## What this task involves
Find every line in the material below that contains the word "Outline", and copy each of those lines.

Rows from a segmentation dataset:
--

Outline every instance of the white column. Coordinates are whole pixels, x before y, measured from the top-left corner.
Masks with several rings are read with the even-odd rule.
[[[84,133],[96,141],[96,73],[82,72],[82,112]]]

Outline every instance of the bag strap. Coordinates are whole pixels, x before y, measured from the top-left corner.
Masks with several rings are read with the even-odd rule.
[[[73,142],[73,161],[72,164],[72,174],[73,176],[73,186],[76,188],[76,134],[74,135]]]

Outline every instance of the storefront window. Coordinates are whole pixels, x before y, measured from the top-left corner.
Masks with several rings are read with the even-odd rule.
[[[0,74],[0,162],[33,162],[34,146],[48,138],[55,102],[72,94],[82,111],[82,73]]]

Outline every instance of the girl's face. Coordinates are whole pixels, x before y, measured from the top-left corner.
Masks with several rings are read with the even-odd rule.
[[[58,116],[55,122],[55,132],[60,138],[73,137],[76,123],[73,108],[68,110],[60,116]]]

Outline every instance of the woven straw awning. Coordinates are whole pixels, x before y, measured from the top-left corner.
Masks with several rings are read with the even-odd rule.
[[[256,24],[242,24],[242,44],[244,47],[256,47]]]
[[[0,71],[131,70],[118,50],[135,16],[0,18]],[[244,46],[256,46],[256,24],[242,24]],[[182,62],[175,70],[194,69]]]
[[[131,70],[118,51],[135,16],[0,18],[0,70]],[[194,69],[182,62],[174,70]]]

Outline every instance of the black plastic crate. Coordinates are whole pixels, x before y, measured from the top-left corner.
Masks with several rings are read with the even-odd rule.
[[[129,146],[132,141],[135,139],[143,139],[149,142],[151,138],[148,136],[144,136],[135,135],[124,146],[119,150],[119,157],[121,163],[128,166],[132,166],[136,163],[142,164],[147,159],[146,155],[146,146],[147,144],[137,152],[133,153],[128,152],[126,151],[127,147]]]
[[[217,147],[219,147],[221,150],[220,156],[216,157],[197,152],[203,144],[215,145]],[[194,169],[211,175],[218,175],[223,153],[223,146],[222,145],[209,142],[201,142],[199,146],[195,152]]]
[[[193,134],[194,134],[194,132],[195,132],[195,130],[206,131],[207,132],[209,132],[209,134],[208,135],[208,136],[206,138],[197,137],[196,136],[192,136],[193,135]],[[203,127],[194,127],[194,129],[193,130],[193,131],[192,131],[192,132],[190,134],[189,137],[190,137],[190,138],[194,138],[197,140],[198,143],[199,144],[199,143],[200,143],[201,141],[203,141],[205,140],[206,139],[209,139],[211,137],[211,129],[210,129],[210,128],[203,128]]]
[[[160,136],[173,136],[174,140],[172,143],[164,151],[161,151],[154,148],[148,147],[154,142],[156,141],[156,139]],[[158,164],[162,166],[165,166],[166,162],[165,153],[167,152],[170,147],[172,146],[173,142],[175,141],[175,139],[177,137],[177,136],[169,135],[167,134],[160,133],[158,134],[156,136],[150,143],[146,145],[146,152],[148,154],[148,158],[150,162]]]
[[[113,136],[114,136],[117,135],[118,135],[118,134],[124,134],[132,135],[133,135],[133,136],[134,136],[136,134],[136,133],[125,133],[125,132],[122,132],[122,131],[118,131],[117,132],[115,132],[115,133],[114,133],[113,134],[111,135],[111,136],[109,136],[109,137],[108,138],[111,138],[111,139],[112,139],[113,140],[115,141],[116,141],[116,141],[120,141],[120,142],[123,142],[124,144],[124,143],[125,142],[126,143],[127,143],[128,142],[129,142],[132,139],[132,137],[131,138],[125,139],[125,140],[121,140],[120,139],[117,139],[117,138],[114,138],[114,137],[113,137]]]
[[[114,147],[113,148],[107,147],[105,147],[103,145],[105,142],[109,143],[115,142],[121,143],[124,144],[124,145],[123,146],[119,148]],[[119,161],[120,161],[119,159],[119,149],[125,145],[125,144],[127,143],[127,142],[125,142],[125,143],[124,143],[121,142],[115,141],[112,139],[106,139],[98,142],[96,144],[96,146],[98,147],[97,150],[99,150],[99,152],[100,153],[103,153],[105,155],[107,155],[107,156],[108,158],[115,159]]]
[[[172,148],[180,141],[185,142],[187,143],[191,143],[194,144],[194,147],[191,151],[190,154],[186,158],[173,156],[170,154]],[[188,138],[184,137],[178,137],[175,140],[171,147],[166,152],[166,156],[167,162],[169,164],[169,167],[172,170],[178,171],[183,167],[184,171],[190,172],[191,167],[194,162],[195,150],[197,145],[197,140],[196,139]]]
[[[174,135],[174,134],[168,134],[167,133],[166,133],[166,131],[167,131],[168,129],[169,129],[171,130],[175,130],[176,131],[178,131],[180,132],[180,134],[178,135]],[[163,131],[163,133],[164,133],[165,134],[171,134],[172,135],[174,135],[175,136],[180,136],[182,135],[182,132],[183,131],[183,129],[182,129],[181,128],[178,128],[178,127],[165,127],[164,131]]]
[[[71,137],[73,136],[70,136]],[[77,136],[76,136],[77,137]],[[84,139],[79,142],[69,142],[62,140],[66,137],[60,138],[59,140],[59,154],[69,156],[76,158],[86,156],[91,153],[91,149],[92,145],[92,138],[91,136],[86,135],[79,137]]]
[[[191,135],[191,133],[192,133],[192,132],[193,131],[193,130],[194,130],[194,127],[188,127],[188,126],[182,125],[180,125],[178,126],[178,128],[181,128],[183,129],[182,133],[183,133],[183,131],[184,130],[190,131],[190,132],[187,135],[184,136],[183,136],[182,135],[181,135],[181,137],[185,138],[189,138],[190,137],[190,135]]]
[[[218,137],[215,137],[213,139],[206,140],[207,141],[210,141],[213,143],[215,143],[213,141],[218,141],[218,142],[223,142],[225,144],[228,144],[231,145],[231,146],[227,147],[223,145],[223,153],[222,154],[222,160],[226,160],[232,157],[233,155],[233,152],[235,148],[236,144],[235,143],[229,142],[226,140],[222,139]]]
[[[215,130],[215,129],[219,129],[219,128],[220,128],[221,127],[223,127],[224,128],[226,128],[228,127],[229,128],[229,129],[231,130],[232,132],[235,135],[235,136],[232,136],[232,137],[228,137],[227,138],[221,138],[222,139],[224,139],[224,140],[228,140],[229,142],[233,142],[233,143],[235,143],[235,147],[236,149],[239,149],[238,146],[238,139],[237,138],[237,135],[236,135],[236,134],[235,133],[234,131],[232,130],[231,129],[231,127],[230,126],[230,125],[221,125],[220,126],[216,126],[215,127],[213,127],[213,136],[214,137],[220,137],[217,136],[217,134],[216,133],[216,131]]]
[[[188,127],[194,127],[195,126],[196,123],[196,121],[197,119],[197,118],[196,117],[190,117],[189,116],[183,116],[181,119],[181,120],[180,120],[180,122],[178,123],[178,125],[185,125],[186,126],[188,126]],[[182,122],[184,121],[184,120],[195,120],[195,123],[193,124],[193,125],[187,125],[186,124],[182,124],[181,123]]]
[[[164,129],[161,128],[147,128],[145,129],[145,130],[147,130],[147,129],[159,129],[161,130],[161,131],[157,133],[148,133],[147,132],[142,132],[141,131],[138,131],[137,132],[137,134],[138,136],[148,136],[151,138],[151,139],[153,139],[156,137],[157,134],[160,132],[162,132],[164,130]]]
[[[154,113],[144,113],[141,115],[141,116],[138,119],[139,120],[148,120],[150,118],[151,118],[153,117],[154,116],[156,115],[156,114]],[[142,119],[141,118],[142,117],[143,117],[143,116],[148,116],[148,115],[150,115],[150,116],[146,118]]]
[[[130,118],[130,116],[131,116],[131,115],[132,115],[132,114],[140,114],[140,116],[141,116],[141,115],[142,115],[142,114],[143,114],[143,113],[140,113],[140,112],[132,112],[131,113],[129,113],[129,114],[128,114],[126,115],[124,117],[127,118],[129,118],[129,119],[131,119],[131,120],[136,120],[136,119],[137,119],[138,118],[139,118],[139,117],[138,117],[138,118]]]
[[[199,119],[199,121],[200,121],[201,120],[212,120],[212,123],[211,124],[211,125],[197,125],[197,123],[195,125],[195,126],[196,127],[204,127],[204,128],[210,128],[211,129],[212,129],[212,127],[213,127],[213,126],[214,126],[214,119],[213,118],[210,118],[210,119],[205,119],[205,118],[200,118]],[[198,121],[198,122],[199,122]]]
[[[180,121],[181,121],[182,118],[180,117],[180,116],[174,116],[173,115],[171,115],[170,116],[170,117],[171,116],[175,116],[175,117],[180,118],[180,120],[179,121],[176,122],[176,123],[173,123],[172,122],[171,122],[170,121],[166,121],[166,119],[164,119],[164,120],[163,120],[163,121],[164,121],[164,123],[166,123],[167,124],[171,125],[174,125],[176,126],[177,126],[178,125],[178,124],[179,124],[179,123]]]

--

## Result below
Outline every instance of the white column. Coordinates are whole pixels, x before y, measured from the top-left corner.
Outline every instance of the bag strap. Coordinates are whole pixels, x before y, measured from the top-left corner.
Outline every instance of the storefront window. Coordinates are whole pixels, x before y, measured from the top-left corner.
Outline every instance of the girl's face. Coordinates are whole pixels, x before y, measured from the top-left corner.
Outline every instance of the woven straw awning. Coordinates are whole pixels, x before y, measured from the top-left corner.
Outline every instance of the black plastic crate. Coordinates are whole pixels, x before y, measured from the top-left corner.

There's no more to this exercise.